WHAT YOU NEED TO DO - In the plot summary about Zack below, name every actor whose name appears in parentheses.

START DOCUMENT EXCERPT

Zack mentors teenagers in boxing at the Boxing Den. He later discovers that Denzel Danes (Jaden Ladega) has been taking steroids and has provided them to Ravi's son Davinder "Nugget" Gulati (Juhaim Rasul Choudhury), who overdoses. Zack encourages Denzel to confess. Zack moves in with Martin and temporarily fosters Tommy Moon (Sonny Kendall). When Martin is killed in the Queen Vic Explosion, Zack supports a grieving Sharon whilst dealing with his grief. He agrees to help conceal Sharon's one-night stand with Grant Mitchell (Ross Kemp) from her current partner and Grant's cousin, Teddy Mitchell (Roland Manookian), but they are overheard by Teddy's son, Barney (Lewis Bridgeman). Zack confronts Barney to try and keep him silent but Barney collapses from wounds he sustained during the explosion; when the paramedics arrive, Zack realises that he is Barney's biological father due to their matching blood types and his previous affair with Teddy's then-wife, Nicola Mitchell (Laura Doddington). Nicola confirms this and has Zack beaten up to prevent him from revealing the truth. Zack tells Sharon about Barney's paternity - Nicola and Sharon agree to keep each other's secrets, but Barney reveals Sharon's infidelity to Teddy, resulting in a confrontation between the couple; Zack steps in to defend Sharon but is violently beaten by Teddy. Afterwards, Nicola warns Zack and Sharon not to inform Teddy of Barney's parentage by alleging that Teddy murdered their son Harry's (Elijah Holloway) girlfriend Shireen Bashar; it soon transpires that Nicola is the true killer. Zack still attempts to bond with Barney by helping him at the gym; Nicola responds by sabotaging these attempts and firing Zack from the wine bar.

END DOCUMENT EXCERPT
START ENTRIES SUPPLIED

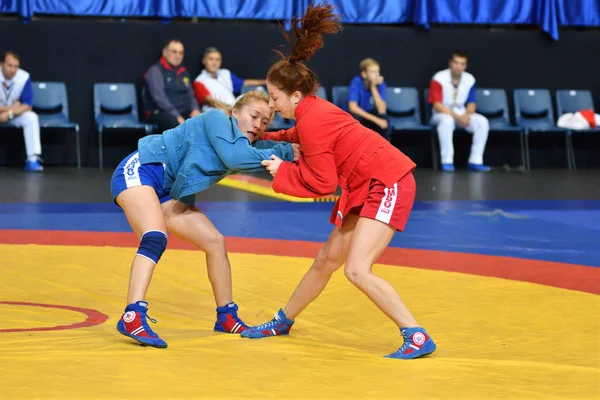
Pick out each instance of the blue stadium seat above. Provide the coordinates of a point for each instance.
(339, 96)
(533, 113)
(51, 104)
(116, 107)
(404, 115)
(493, 104)
(571, 101)
(322, 93)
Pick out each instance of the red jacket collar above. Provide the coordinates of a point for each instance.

END ENTRIES SUPPLIED

ANSWER BOX - Jaden Ladega, Juhaim Rasul Choudhury, Sonny Kendall, Ross Kemp, Roland Manookian, Lewis Bridgeman, Laura Doddington, Elijah Holloway